● What the task asks: Put the lines of the listing below into a numbered list, starting with the line that contains "saw blade in" and continuing through the final line of the listing, with blank lines omitted.
-- Start --
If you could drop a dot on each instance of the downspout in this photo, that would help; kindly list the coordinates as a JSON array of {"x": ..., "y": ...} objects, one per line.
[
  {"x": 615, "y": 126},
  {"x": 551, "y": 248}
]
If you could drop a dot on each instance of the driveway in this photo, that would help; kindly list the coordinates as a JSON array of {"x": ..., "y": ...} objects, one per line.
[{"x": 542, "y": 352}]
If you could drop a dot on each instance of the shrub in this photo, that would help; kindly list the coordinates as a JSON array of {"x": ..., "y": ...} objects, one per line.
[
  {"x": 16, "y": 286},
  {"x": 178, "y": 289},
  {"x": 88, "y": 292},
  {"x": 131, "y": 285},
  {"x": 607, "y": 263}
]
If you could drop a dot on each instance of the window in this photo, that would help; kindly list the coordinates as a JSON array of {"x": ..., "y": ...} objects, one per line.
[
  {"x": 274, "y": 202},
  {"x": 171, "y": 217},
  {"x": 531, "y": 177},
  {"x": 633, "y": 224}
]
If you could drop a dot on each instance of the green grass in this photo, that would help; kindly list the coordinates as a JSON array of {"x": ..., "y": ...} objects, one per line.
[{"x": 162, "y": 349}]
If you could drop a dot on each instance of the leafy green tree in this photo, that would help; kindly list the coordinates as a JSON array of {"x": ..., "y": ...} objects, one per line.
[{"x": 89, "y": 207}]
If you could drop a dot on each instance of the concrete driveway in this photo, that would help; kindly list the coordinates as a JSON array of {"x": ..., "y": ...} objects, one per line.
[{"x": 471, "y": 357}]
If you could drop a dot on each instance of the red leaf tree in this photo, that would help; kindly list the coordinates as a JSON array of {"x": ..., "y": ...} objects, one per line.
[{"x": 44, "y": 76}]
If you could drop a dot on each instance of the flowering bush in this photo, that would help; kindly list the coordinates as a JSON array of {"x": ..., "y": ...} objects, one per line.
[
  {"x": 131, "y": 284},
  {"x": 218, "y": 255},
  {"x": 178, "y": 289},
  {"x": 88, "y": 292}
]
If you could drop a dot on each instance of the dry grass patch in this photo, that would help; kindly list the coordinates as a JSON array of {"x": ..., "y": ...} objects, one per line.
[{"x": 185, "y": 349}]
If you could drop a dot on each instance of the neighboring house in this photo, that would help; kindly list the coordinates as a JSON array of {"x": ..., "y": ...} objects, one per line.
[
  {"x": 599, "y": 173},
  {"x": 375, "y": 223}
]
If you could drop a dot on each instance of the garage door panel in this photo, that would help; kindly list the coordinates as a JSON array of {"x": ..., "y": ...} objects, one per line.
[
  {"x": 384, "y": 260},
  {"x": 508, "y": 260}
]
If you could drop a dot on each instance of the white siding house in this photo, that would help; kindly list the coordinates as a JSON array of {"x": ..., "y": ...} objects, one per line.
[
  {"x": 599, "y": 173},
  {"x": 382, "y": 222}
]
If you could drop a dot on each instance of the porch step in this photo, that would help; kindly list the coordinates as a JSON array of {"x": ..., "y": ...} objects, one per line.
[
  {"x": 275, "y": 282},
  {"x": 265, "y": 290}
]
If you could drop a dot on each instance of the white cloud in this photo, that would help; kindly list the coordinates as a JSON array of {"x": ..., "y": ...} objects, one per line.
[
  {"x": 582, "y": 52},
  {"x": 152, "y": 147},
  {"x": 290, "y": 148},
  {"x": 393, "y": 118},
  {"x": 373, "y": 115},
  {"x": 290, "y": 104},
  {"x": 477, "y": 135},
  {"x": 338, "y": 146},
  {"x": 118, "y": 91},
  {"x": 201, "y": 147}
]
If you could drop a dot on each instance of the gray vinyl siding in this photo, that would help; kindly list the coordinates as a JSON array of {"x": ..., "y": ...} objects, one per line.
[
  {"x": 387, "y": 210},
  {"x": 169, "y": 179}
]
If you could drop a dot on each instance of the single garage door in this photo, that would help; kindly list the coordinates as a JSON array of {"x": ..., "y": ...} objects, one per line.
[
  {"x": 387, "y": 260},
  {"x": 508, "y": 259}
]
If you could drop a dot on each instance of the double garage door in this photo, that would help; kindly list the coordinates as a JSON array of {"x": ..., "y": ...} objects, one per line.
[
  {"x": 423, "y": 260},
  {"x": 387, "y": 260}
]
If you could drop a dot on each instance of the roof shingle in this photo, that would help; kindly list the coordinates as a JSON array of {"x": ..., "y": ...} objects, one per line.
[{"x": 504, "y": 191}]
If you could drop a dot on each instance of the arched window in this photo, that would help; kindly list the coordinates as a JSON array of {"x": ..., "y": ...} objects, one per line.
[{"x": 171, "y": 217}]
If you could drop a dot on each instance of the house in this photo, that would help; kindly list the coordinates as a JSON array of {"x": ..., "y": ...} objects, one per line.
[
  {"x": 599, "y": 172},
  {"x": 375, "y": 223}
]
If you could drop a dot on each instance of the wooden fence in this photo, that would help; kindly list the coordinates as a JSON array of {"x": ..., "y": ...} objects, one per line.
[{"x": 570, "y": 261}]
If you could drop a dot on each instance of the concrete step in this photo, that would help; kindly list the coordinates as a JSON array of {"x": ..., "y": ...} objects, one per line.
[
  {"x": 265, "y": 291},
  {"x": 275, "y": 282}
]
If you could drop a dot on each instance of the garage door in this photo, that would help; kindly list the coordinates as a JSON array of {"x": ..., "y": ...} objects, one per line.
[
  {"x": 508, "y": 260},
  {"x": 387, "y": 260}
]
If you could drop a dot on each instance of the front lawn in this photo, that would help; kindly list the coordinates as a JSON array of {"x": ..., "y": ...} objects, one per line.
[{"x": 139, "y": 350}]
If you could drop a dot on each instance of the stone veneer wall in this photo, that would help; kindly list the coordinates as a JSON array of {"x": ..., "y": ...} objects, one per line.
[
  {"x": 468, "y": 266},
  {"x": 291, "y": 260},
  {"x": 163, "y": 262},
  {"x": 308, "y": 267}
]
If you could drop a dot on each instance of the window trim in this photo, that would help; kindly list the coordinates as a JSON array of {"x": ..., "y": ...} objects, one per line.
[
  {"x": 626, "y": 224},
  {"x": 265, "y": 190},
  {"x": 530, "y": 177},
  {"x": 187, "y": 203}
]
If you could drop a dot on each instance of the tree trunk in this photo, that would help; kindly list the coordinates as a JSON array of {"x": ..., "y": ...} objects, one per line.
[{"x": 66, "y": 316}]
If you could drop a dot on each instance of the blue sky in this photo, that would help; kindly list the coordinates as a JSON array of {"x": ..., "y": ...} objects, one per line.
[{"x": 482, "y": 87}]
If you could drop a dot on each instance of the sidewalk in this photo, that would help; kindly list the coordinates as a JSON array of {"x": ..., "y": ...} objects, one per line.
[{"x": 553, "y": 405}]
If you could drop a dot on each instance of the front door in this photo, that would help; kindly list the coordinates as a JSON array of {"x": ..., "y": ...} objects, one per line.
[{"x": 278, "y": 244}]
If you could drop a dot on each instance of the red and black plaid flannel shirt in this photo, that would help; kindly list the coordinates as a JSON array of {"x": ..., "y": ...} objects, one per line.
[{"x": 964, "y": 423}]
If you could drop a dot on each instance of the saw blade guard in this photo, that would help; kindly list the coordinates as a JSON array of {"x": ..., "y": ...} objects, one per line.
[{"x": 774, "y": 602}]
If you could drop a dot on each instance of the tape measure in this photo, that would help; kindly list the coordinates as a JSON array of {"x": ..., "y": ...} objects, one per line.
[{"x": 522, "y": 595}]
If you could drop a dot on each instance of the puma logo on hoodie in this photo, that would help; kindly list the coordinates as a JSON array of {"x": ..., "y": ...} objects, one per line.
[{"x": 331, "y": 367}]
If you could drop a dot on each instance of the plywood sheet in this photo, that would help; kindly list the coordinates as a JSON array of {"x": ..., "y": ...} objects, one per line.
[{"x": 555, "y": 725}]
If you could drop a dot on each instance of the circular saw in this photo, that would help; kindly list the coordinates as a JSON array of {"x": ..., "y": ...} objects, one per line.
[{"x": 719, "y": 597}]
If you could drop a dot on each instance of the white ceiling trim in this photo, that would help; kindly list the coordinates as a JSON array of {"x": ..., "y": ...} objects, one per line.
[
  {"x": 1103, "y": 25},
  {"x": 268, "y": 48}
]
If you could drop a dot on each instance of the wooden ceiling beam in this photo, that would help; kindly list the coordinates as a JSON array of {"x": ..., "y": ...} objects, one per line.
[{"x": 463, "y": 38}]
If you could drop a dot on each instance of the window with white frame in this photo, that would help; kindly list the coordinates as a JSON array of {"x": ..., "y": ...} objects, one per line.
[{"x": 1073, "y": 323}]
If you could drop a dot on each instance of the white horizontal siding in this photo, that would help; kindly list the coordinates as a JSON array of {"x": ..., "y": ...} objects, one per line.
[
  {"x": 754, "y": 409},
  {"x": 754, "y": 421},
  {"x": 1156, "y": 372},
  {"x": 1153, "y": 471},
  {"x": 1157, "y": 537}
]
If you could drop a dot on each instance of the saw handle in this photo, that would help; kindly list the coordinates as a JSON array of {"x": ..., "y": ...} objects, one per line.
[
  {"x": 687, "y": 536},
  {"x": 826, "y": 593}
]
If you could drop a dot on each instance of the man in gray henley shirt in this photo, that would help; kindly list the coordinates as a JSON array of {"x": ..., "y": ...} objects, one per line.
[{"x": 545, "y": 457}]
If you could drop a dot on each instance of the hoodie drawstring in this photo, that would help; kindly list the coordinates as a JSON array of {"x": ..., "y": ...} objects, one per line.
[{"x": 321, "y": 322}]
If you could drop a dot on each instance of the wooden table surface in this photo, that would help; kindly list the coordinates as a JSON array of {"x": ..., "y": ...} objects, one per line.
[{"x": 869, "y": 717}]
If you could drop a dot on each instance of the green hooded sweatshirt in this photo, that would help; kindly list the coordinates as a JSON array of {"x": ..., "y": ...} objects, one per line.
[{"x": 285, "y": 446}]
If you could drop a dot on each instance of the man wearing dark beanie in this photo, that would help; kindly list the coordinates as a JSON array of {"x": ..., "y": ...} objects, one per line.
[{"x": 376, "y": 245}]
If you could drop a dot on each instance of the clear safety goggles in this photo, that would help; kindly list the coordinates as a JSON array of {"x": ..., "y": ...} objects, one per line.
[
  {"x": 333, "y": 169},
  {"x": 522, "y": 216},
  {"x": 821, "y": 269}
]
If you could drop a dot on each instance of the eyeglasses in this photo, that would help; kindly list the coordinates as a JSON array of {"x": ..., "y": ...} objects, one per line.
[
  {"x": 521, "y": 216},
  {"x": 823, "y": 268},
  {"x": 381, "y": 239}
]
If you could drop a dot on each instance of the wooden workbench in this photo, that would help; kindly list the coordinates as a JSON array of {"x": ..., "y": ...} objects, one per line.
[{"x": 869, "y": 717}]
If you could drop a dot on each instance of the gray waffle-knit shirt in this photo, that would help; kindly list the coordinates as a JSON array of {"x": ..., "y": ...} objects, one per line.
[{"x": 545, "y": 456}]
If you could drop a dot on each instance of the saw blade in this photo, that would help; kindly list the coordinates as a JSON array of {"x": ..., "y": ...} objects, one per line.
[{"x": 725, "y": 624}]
-- End --
● Reply to the task:
1. If you could drop a dot on each instance of the saw blade in this photo, that would help; kindly list the coordinates as a JSON array of {"x": ..., "y": ...} objects, one per line.
2. [{"x": 725, "y": 624}]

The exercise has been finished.